* **GIVEN DATA**
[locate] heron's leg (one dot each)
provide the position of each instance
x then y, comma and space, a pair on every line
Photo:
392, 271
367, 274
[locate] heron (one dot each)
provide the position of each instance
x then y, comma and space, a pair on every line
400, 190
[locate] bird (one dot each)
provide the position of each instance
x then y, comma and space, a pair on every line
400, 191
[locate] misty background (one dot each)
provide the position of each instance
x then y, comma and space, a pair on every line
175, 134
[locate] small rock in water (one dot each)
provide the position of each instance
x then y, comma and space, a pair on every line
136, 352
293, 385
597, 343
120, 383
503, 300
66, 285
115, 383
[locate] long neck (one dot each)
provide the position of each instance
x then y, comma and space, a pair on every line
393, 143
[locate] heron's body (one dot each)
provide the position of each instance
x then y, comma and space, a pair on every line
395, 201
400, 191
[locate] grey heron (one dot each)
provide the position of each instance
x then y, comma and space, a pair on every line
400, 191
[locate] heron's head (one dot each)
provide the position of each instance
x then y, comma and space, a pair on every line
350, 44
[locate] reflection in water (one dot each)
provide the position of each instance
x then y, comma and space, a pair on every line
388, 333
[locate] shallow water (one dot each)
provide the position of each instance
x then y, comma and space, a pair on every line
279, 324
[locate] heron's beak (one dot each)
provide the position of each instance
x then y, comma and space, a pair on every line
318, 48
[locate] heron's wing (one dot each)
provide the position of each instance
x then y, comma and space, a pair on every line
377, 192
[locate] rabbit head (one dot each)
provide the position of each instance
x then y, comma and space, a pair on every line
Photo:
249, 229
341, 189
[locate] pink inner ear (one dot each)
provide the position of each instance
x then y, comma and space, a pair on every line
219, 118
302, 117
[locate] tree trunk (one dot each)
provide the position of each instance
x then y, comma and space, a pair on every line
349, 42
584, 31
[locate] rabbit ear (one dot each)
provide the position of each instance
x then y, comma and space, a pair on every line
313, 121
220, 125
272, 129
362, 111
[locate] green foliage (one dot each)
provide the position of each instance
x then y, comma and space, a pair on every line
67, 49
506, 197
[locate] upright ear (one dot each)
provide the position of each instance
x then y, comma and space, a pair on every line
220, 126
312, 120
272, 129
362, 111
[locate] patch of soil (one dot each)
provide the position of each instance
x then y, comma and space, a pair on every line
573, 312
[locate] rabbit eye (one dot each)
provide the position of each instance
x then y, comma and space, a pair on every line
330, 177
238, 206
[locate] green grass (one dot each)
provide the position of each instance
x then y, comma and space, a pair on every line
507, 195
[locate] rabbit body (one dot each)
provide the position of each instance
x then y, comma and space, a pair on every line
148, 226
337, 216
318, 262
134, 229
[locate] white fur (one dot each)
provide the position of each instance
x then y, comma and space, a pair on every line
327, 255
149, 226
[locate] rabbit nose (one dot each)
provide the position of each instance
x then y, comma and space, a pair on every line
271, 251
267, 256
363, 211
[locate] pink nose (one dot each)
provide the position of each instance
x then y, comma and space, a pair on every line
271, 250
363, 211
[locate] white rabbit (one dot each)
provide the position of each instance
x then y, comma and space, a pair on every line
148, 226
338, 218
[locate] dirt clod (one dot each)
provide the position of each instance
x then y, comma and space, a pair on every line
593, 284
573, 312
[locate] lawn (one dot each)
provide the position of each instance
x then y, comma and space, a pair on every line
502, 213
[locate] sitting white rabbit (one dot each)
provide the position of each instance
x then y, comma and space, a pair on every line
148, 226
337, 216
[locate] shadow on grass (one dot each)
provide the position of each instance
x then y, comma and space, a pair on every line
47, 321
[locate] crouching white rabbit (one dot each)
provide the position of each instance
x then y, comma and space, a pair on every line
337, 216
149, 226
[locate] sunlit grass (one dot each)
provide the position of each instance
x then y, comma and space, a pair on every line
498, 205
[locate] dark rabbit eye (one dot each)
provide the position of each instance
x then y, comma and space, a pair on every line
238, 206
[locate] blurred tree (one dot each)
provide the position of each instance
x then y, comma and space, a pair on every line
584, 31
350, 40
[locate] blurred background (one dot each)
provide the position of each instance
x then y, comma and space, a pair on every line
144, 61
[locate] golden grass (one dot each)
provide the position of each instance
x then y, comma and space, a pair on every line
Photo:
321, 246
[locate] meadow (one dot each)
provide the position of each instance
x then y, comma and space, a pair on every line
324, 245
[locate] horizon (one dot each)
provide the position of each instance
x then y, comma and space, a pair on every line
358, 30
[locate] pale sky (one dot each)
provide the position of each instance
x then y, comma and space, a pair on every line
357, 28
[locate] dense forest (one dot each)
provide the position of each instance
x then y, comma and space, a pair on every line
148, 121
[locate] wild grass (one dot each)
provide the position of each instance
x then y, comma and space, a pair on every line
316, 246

* **DESCRIPTION OF THE TASK**
Please render all the records above as a JSON list of strings, with one string per line and no blank lines.

* **ANSWER TO THE EXERCISE**
[
  "[locate] heron's leg (one dot each)",
  "provide the position of each instance",
  "x then y, comma and space, a pair on every line",
  "Photo:",
  "392, 271",
  "367, 274",
  "[locate] heron (one dot each)",
  "provide the position of each instance",
  "x then y, comma and space, a pair on every line",
  "400, 190",
  "[locate] bird (one dot each)",
  "provide the position of each instance",
  "x then y, comma and space, a pair on every line",
  "400, 191",
  "[locate] misty background (one dot each)",
  "provide the position of each instance",
  "x then y, comma and space, a pair on every line",
  "175, 134",
  "[locate] small rock in water (one dot each)",
  "provide the position of each instance",
  "x then y, comma and space, a pair on every line",
  "136, 352",
  "293, 385",
  "597, 343",
  "120, 383",
  "503, 300",
  "66, 285",
  "115, 383",
  "[locate] long neck (one dot each)",
  "provide the position of each instance",
  "x then y, comma and space, a pair on every line",
  "393, 143",
  "[locate] heron's body (one dot each)",
  "provide the position of each instance",
  "x then y, comma and space, a pair on every line",
  "395, 201",
  "400, 191",
  "[locate] grey heron (one dot each)",
  "provide the position of each instance",
  "x then y, comma and space, a pair on every line",
  "400, 191",
  "[locate] heron's head (one dot each)",
  "provide the position of each instance",
  "x then y, comma and space, a pair on every line",
  "350, 44",
  "[locate] reflection in water (one dot each)",
  "provide the position of each instance",
  "x then y, comma and space, a pair on every line",
  "388, 333",
  "[locate] shallow water (one dot each)",
  "provide the position of each instance",
  "x then y, comma and space, a pair on every line",
  "279, 324",
  "[locate] heron's beak (one dot each)",
  "provide the position of each instance",
  "x then y, comma and space, a pair on every line",
  "318, 48",
  "[locate] heron's wing (one dot each)",
  "provide the position of each instance",
  "x then y, comma and space, a pair on every line",
  "377, 192",
  "[locate] rabbit head (one dot each)",
  "provide the position of each instance",
  "x then y, comma and space, a pair on every line",
  "Photo:",
  "249, 229",
  "341, 189",
  "[locate] pink inner ear (one dot each)",
  "provide the position of each instance",
  "x then y, comma and space, a pair on every line",
  "219, 118",
  "302, 117",
  "[locate] tree trunk (one dot each)",
  "provide the position of each instance",
  "x then y, comma and space, a pair on every line",
  "349, 42",
  "584, 31",
  "[locate] rabbit ear (one dot each)",
  "provide the position of each instance",
  "x then y, comma and space, a pair on every line",
  "313, 121",
  "220, 125",
  "272, 129",
  "362, 111",
  "[locate] green foliage (one dot each)",
  "provide the position of each instance",
  "x then y, comma and space, a pair on every line",
  "67, 49",
  "506, 197",
  "[locate] upright ear (one dot each)",
  "provide the position of each instance",
  "x then y, comma and space, a pair on every line",
  "220, 126",
  "312, 120",
  "272, 129",
  "362, 111",
  "[locate] patch of soil (one dot each)",
  "provide the position of each instance",
  "x then y, comma and space, a pair on every line",
  "573, 312",
  "[locate] rabbit eye (one dot each)",
  "provide the position of each instance",
  "x then y, comma and space, a pair on every line",
  "330, 177",
  "238, 206",
  "[locate] green grass (one dot each)",
  "provide the position of each instance",
  "x then y, comma and space, a pair on every line",
  "507, 195",
  "[locate] rabbit body (one dot each)",
  "provide the position of each instance",
  "x then y, comma and space, a pair on every line",
  "148, 226",
  "337, 216",
  "318, 262",
  "134, 229",
  "[locate] white fur (one dot each)",
  "provide the position of each instance",
  "x then y, comma and space, a pair on every line",
  "327, 255",
  "149, 226",
  "[locate] rabbit nose (one dot each)",
  "provide the position of each instance",
  "x then y, comma and space, a pair on every line",
  "271, 251",
  "267, 256",
  "363, 211",
  "[locate] pink nose (one dot each)",
  "provide the position of each instance",
  "x then y, comma and space, a pair on every line",
  "271, 250",
  "363, 211",
  "[locate] white rabbit (one dot each)",
  "provide the position of each instance",
  "x then y, comma and space, a pair on every line",
  "148, 226",
  "338, 218",
  "[locate] dirt clod (one dot each)",
  "provide the position of each instance",
  "x then y, comma and space, a pair on every line",
  "593, 284",
  "573, 312",
  "[locate] lawn (one dot each)",
  "provide the position of each instance",
  "x then y, comma and space, a pair on every line",
  "502, 213",
  "[locate] sitting white rabbit (one dot each)",
  "provide the position of each instance",
  "x then y, comma and space, a pair on every line",
  "148, 226",
  "337, 216",
  "[locate] shadow on grass (one dot each)",
  "provide the position of each instance",
  "x then y, comma and space, a pair on every line",
  "47, 321",
  "[locate] crouching white rabbit (one dot each)",
  "provide the position of each instance",
  "x then y, comma and space, a pair on every line",
  "337, 216",
  "149, 226",
  "[locate] sunlit grass (one dot each)",
  "provide the position of each instance",
  "x then y, comma and space, a pair on every line",
  "498, 205",
  "[locate] dark rabbit eye (one dot each)",
  "provide the position of each instance",
  "x then y, comma and space, a pair on every line",
  "238, 206",
  "[locate] blurred tree (one dot each)",
  "provide the position of each instance",
  "x then y, comma and space, a pair on every line",
  "584, 31",
  "350, 40",
  "[locate] blurred background (one dot each)",
  "provide the position of each instance",
  "x then y, comma and space, a pair on every line",
  "144, 61",
  "[locate] golden grass (one dot each)",
  "provide the position of each instance",
  "x then y, comma and space, a pair on every line",
  "Photo:",
  "321, 246",
  "[locate] meadow (one dot each)",
  "provide the position of each instance",
  "x then y, comma and space, a pair on every line",
  "324, 245",
  "[locate] horizon (one dot each)",
  "provide the position of each instance",
  "x then y, comma and space, a pair on every line",
  "358, 30",
  "[locate] pale sky (one dot each)",
  "provide the position of each instance",
  "x then y, comma and space, a pair on every line",
  "357, 28",
  "[locate] dense forest (one dot each)",
  "provide the position of each instance",
  "x then y, comma and space, a pair on every line",
  "148, 121",
  "[locate] wild grass (one dot each)",
  "provide the position of each instance",
  "x then y, comma and space, a pair on every line",
  "316, 246"
]